數學 1936

初等數論中的一個不可解問題

阿隆佐·邱奇

有些是非問題，任何程序都永遠答不出。

Choose your version

In depth · the introduction

有些問題聽起來再清楚不過——是，還是否？——可邱奇卻證明了：沒有任何配方、任何機器、任何程序，能夠回答得了它們。

核心想法

在你能問出「是不是每個問題都能照著配方解出來」之前，你得先把「配方」究竟是什麼釘死。邱奇造出了一門盡可能小的「配方語言」——λ-演算，它只有一個動作：拿一個函數，餵給它一個輸入，然後替換。接著他提議：凡是我們直覺上會稱作「可計算」的東西，恰恰就是這門小語言所能表達的。這個大膽的等式，如今被稱為「邱奇論題」。

當「計算」終於被說清楚，他就能問出一個更鋒利的問題——並得到一個驚人的答案。他找到了一個用純粹數學語言陳述的問題，它的答案總是非是即否，然而沒有任何程序，能在每一種情形下都給出正確的答案。不是「我們還沒找到」，而是「它不可能存在」。這是真正嶄新的東西：一個被證明超出一切方法之外的問題。

它是如何誕生的

1920 年代，偉大的數學家大衛·希爾伯特立下了一份綱領：把全部數學安放在一個穩固到——原則上——可以用一套機械程序去判定任何命題真假的根基之上。那是一個對「整潔、可被徹底知曉的數學」滿懷信心的夢。然後，1930 年代把它拆了個稀爛。1931 年，庫爾特·哥德爾證明：沒有任何一致的系統能證明關於算術的全部真理。幾年後，在普林斯頓工作的阿隆佐·邱奇，瞄準了希爾伯特那夢想的剩餘部分——「判定問題」。

為了攻它，邱奇和他的學生斯蒂芬·克萊尼、J·巴克利·羅瑟，花了多年發展 λ-演算。克萊尼證明它所計算的函數，與另一種對手定義（「遞迴」函數）所計算的恰好相同，這份吻合，給了邱奇底氣去宣布「可計算性」究竟是什麼。數月之後，一位名不見經傳的英國年輕人——艾倫·圖靈——從一個全然不同的方向撞上了同一堵牆：他設想出一台讀紙帶的簡單機器；而兩邊的答案，結果竟是同一個。他們合起來的裁決，便是邱奇–圖靈論題。

它為何重要

這裡，正是電腦科學拿到其根基之處——比第一台電子計算機還早了幾十年。透過把「計算」究竟意味著什麼說清楚，邱奇讓人得以嚴格地證明：電腦能做什麼、又不能做什麼。而被證明的頭一件事，便是一道極限：有些問題提得明明白白，卻沒有任何程序能夠了結它們。每當一個工具說，它一般而言無法判斷你的程式會不會崩潰、會不會陷入死迴圈，它撞上的，正是邱奇在 1936 年劃下的那道邊界。

一個可以想像的畫面

想想一份菜譜：一串有限的、毫不含糊的步驟，一位有耐心的廚師無須任何機靈就能照做，每次都做出同一道菜。邱奇的主張是：「可計算」恰恰意味著「有這樣一份菜譜」。現在，想像一個問題：「照著這份菜譜做下去，到底會不會真正做完？」對某些菜譜，你一眼就看得出答案；但邱奇證明了：不存在一份「萬能菜譜」，能在拿到任意一份菜譜時，總是正確地告訴你它會不會做完。這位檢查者得勝過每一份菜譜，包括那些巧妙地自我指涉的——而沒有任何菜譜辦得到這一點。

它的位置

邱奇的這篇論文，是一組非凡三重奏的一角。哥德爾（已在本館中）證明了真理跑在證明之前；邱奇證明了「可解性」自有其堅硬的極限；而艾倫·圖靈，在同一年，用他設想的機器重鑄了同一道邊界——那是此後每一台計算機的藍圖。把這三者合起來讀，1930 年代的它們，描繪出了「推理與機械所能為」的外緣。從香農的資訊論到今天的軟體，一切都活在它們圈出的那片空間之內。

The original document

Original source text

引言——這個問題

Alonzo Church · An Unsolvable Problem of Elementary Number Theory · Amer. J. Math. 58 (1936): 345–363

There is a class of problems of elementary number theory which can be stated in the form that it is required to find an effectively calculable function f of n positive integers, such that f(x₁, x₂, …, xₙ) = 2 is a necessary and sufficient condition for the truth of a certain proposition of elementary number theory involving x₁, x₂, …, xₙ as free variables.

********

◆ **任務指示 A**:
根據文件回答：
(i) 邱奇造出的那門「配方語言」叫什麼？
(ii) 1931 年，哥德爾證明了什麼？
(iii) 克萊尼證明 λ-演算所計算的函數，與哪一種對手定義所計算的恰好相同？

********

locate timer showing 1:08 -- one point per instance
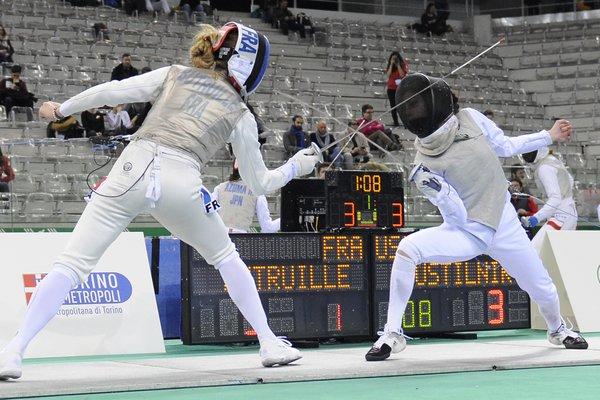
(367, 183)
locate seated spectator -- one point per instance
(100, 31)
(375, 130)
(138, 111)
(359, 145)
(322, 138)
(396, 70)
(132, 7)
(158, 5)
(7, 174)
(6, 49)
(118, 121)
(65, 128)
(432, 23)
(295, 139)
(188, 7)
(285, 20)
(124, 70)
(524, 205)
(239, 204)
(518, 172)
(304, 24)
(93, 122)
(13, 92)
(489, 113)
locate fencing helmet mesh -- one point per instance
(427, 109)
(248, 60)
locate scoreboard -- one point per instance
(323, 285)
(449, 297)
(311, 285)
(364, 199)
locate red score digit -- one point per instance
(349, 220)
(496, 306)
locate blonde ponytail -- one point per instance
(201, 55)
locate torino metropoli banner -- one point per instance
(113, 312)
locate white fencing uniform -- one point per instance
(478, 215)
(238, 206)
(552, 177)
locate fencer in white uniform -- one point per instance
(238, 205)
(196, 111)
(559, 211)
(459, 171)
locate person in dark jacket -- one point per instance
(295, 138)
(124, 70)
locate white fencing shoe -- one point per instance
(10, 365)
(278, 351)
(388, 342)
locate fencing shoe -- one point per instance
(568, 338)
(278, 351)
(388, 342)
(10, 365)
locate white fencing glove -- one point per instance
(427, 182)
(306, 159)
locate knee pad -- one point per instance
(75, 276)
(233, 255)
(407, 251)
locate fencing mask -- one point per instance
(424, 113)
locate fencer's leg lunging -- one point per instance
(45, 303)
(402, 281)
(242, 290)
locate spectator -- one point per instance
(158, 5)
(132, 7)
(93, 122)
(304, 24)
(518, 172)
(124, 70)
(524, 205)
(6, 49)
(188, 7)
(295, 138)
(138, 111)
(100, 31)
(118, 121)
(65, 128)
(489, 113)
(13, 92)
(285, 20)
(375, 130)
(7, 174)
(396, 70)
(322, 138)
(239, 204)
(432, 23)
(359, 145)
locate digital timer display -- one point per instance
(359, 199)
(320, 285)
(450, 297)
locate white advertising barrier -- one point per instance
(114, 312)
(573, 260)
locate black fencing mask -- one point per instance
(424, 113)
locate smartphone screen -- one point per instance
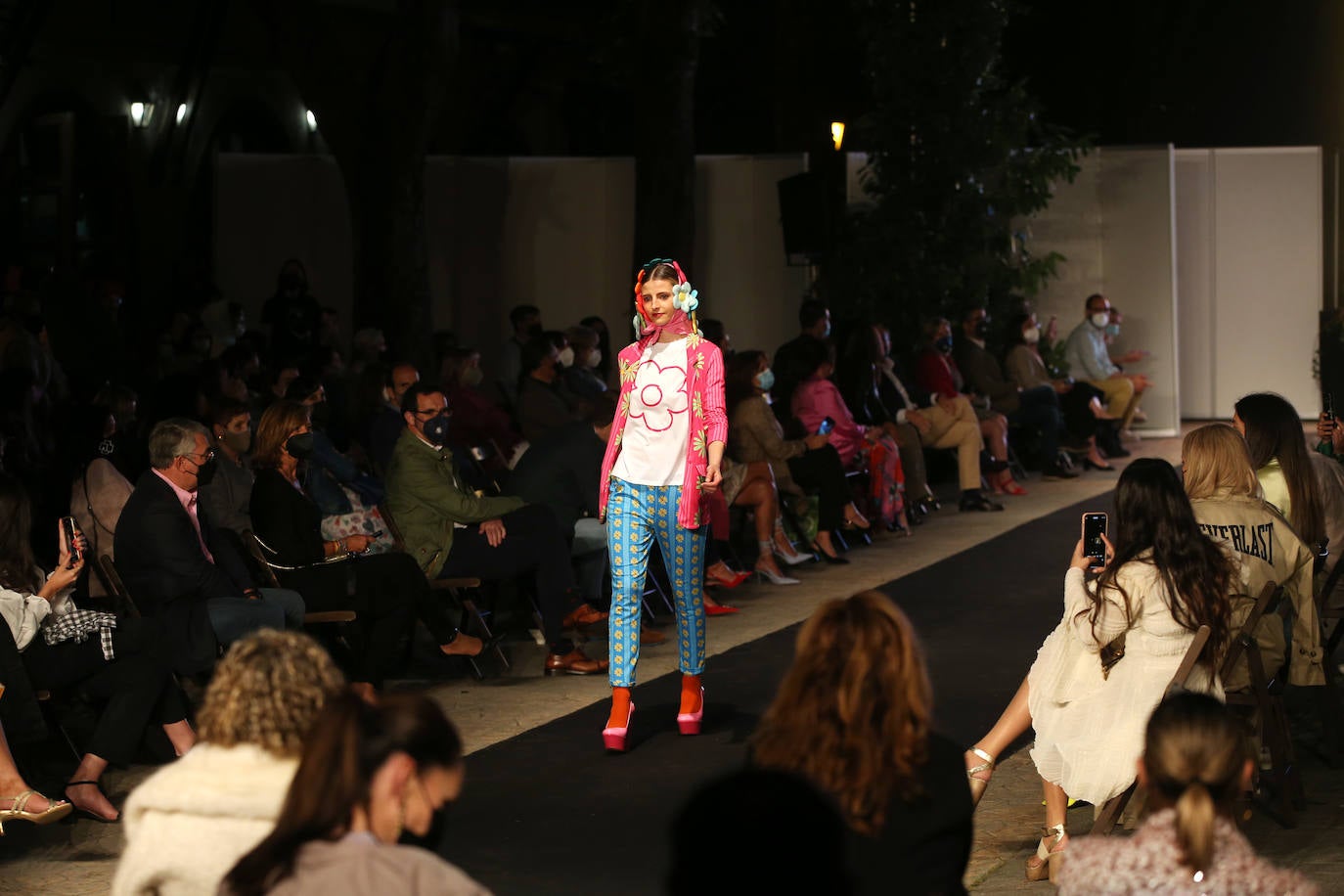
(1095, 527)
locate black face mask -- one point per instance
(300, 446)
(435, 430)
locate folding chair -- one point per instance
(459, 590)
(1262, 704)
(1110, 813)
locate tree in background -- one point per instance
(957, 155)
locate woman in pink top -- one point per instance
(870, 448)
(664, 450)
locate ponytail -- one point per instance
(1195, 814)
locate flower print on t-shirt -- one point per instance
(657, 395)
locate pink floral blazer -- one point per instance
(708, 421)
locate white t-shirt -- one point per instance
(657, 427)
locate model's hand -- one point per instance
(493, 532)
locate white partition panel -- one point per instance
(1268, 273)
(1140, 272)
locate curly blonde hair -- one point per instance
(852, 712)
(268, 691)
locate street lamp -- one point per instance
(141, 113)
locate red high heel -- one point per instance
(614, 739)
(689, 723)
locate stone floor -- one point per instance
(81, 857)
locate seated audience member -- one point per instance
(381, 769)
(772, 814)
(1225, 495)
(390, 590)
(854, 716)
(1195, 769)
(1282, 465)
(178, 565)
(98, 490)
(478, 420)
(19, 801)
(579, 377)
(96, 654)
(811, 463)
(386, 425)
(328, 471)
(499, 538)
(542, 405)
(938, 375)
(866, 448)
(861, 383)
(1085, 420)
(227, 493)
(189, 823)
(1034, 409)
(527, 326)
(1089, 701)
(1089, 360)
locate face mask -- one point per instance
(435, 430)
(300, 446)
(237, 442)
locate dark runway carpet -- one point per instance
(549, 812)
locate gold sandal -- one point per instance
(18, 810)
(977, 784)
(1048, 855)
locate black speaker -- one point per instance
(802, 214)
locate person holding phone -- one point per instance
(390, 590)
(1107, 662)
(665, 448)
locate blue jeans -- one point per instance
(232, 618)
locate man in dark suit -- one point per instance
(183, 571)
(1035, 409)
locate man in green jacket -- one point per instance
(453, 532)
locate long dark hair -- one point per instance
(739, 378)
(1275, 430)
(18, 568)
(348, 744)
(1152, 514)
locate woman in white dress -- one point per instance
(1161, 580)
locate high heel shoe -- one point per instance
(18, 810)
(614, 739)
(689, 723)
(775, 578)
(1048, 855)
(977, 784)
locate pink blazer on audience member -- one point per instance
(815, 400)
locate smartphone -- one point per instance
(68, 529)
(1095, 527)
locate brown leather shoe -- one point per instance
(584, 615)
(574, 662)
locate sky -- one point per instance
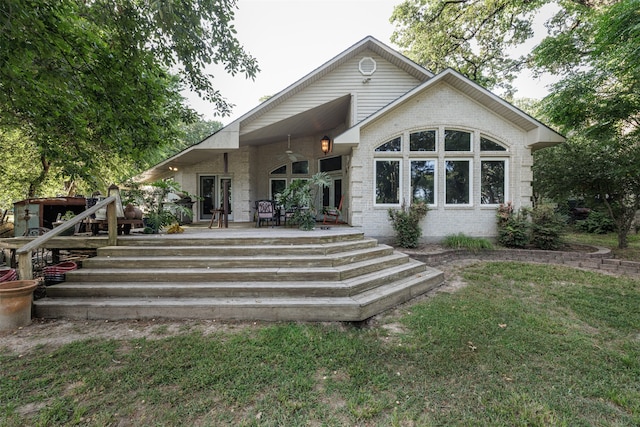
(291, 38)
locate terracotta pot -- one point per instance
(16, 298)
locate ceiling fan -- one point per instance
(294, 157)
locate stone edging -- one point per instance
(598, 260)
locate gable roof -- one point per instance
(325, 116)
(539, 135)
(368, 43)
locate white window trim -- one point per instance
(506, 180)
(400, 183)
(435, 161)
(444, 181)
(472, 139)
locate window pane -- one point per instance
(492, 186)
(422, 181)
(387, 181)
(282, 170)
(423, 141)
(457, 182)
(393, 145)
(300, 168)
(455, 140)
(331, 164)
(277, 186)
(489, 145)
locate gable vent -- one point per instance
(367, 66)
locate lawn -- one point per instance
(519, 345)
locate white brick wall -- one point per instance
(438, 108)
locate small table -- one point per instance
(218, 213)
(124, 225)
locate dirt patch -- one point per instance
(58, 332)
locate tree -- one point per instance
(598, 105)
(472, 36)
(95, 83)
(592, 45)
(597, 171)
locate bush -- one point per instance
(513, 227)
(461, 241)
(547, 227)
(406, 223)
(596, 223)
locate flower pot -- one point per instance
(8, 274)
(16, 298)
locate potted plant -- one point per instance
(159, 200)
(298, 199)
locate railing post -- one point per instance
(112, 216)
(25, 266)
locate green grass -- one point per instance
(461, 241)
(520, 345)
(609, 240)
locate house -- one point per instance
(398, 133)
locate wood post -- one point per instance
(25, 265)
(112, 216)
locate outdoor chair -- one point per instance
(266, 211)
(333, 212)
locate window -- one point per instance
(282, 170)
(423, 173)
(423, 141)
(387, 182)
(489, 145)
(393, 145)
(451, 167)
(331, 164)
(457, 182)
(456, 140)
(277, 186)
(492, 176)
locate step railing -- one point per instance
(25, 253)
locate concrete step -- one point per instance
(282, 249)
(283, 237)
(276, 274)
(262, 259)
(237, 289)
(307, 308)
(224, 272)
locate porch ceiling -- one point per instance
(314, 121)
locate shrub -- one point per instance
(596, 223)
(461, 241)
(406, 223)
(547, 227)
(513, 227)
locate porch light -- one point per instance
(325, 144)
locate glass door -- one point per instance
(207, 196)
(223, 182)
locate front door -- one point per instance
(207, 195)
(211, 191)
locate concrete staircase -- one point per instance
(307, 277)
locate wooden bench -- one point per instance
(124, 225)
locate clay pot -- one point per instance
(130, 212)
(16, 298)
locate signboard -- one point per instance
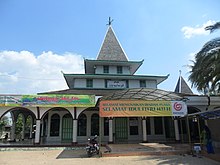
(48, 100)
(137, 108)
(116, 84)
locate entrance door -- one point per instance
(67, 128)
(121, 130)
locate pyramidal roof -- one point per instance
(111, 48)
(182, 87)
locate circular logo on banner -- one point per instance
(177, 106)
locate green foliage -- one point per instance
(19, 125)
(205, 70)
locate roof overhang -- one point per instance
(207, 115)
(91, 64)
(158, 79)
(143, 94)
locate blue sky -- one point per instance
(41, 38)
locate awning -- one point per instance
(207, 115)
(143, 94)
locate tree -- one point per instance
(205, 71)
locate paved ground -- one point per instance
(57, 156)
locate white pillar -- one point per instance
(31, 129)
(206, 122)
(37, 133)
(23, 128)
(110, 140)
(144, 130)
(49, 123)
(12, 133)
(176, 127)
(74, 141)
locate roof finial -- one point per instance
(109, 21)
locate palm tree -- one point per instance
(205, 71)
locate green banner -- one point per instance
(48, 100)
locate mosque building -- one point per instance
(110, 101)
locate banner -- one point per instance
(48, 100)
(138, 108)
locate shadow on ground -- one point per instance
(69, 152)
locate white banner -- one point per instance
(116, 84)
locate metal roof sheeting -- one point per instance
(143, 94)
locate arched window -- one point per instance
(95, 125)
(82, 121)
(106, 126)
(55, 125)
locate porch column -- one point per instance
(206, 122)
(37, 133)
(144, 129)
(110, 140)
(176, 127)
(74, 141)
(12, 132)
(23, 128)
(31, 129)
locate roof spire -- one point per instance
(109, 21)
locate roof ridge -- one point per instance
(111, 48)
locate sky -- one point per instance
(41, 39)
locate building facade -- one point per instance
(110, 73)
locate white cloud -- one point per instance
(190, 32)
(25, 73)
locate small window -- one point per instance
(105, 69)
(148, 127)
(119, 70)
(55, 125)
(106, 126)
(89, 83)
(158, 125)
(142, 83)
(133, 123)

********

◆ **任務指示 B**: 請照錄清單中的這些行：從清單第一行開始，到含有“(1110, 813)”的那一行結束，首尾兩行都要包括。答案裡不要放圖片。

◆ **解答 A**:
(i) λ-演算。
(ii) 沒有任何一致的系統能證明關於算術的全部真理。
(iii) 「遞迴」函數。

◆ **解答 B**:
locate timer showing 1:08 -- one point per instance
(367, 183)
locate seated spectator -- one point per instance
(100, 31)
(375, 130)
(138, 111)
(359, 145)
(322, 138)
(396, 70)
(132, 7)
(158, 5)
(7, 174)
(6, 49)
(118, 121)
(65, 128)
(432, 23)
(295, 139)
(188, 7)
(285, 20)
(124, 70)
(524, 205)
(239, 204)
(518, 172)
(304, 24)
(93, 122)
(13, 92)
(489, 113)
locate fencing helmet mesh -- one point per instance
(427, 109)
(248, 60)
locate scoreboard -- one point per instance
(323, 285)
(449, 297)
(311, 285)
(364, 199)
locate red score digit -- one point per instance
(349, 220)
(496, 306)
locate blonde ponytail -- one point per instance
(201, 55)
locate torino metropoli banner -- one point per instance
(113, 312)
locate white fencing uniform -- one point per instance
(478, 215)
(238, 206)
(552, 177)
locate fencer in white uniform -- one point per instance
(238, 205)
(196, 111)
(559, 211)
(459, 171)
locate person in dark jacket -- one point per instance
(295, 138)
(124, 70)
locate white fencing shoe -- one point per instance
(10, 365)
(278, 351)
(388, 342)
locate fencing shoe -- one point per instance
(568, 338)
(278, 351)
(388, 342)
(10, 365)
locate white fencing glove -- one point per instance
(427, 182)
(306, 159)
locate knee pad -- one point per instance
(75, 276)
(233, 255)
(407, 251)
locate fencing mask -- one point per instance
(424, 113)
locate fencer's leg lunging -- one point per instance
(45, 303)
(402, 281)
(242, 290)
locate spectator -- one point per instance
(158, 5)
(132, 7)
(93, 122)
(304, 24)
(518, 172)
(124, 70)
(524, 205)
(6, 49)
(188, 7)
(295, 138)
(138, 111)
(100, 31)
(118, 121)
(65, 128)
(489, 113)
(13, 92)
(285, 20)
(375, 130)
(7, 174)
(396, 70)
(322, 138)
(239, 204)
(432, 23)
(359, 145)
locate digital timer display -- one point per instance
(359, 199)
(320, 285)
(450, 297)
locate white advertising barrier -- one point per instance
(114, 312)
(573, 260)
locate black fencing mask -- one point per instance
(424, 113)
locate smartphone screen -- one point per instance
(1095, 527)
locate black face mask -- one point per instance
(300, 446)
(435, 430)
locate folding chair -- one point per instance
(459, 590)
(1262, 704)
(1110, 813)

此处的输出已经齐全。